__Perintah Soal__:
Sebutkan letak sentralitas iman Kristen menurut bacaan tentang misteri Natal.

Menyambut Kerapuhan Bersama Allah yang telah Merengkuhnya
(Yohanes 1:14)
Natal adalah kisah
Allah yang
menjadi manusia, Sang Firman yang menjadi
daging. Seorang penyair Inggris dalam kekagumannya bertanya, “Bagaimana mungkin Allah Yang Mahakuasa memenjarakan diri dalam daging manusia?” Itulah misteri Natal. Allah
yang telah merengkuh kerapuhan daging manusia.
Firman itu telah menjadi daging, dan berkemah di antara kita. Demikian kurang lebih terjemahan Yohanes 1:14
yang lebih literal.
Daging manusia bukan saja penuh keterbatasan sebagai ciptaan, tetapi juga
telah jatuh dalam dosa dan kejahatan. Daging
tidak hanya rentan dalam kejatuhan dosa, tetapi juga rapuh oleh penyakit. Namun, Firman yang bersama-sama Allah dan yang adalah Allah itu (Yoh. 1:1) justru rela merengkuh daging
yang lemah, rapuh, dan rentan terhadap dosa, kejahatan, penyakit, dan
penderitaan. Sentralitas iman
Kristen terletak pada Firman yang menjadi daging dan
berkemah di tengah kerapuhan manusia.

__Data__:
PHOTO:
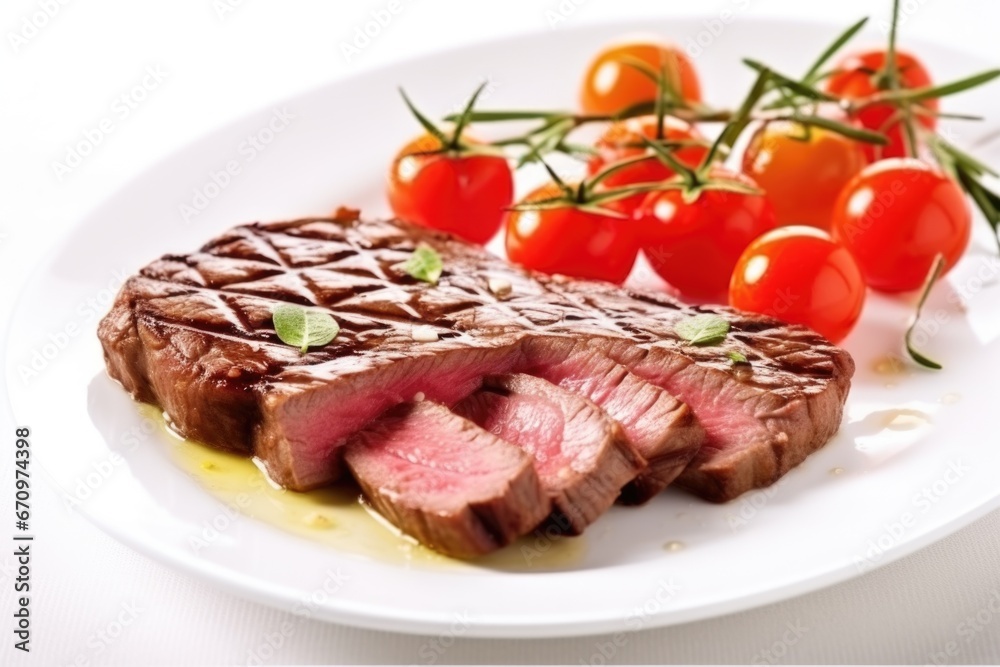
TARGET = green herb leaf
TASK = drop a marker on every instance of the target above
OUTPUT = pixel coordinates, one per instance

__Jawaban Soal__:
Sentralitas iman Kristen terletak pada Firman yang menjadi daging dan berkemah di tengah kerapuhan manusia.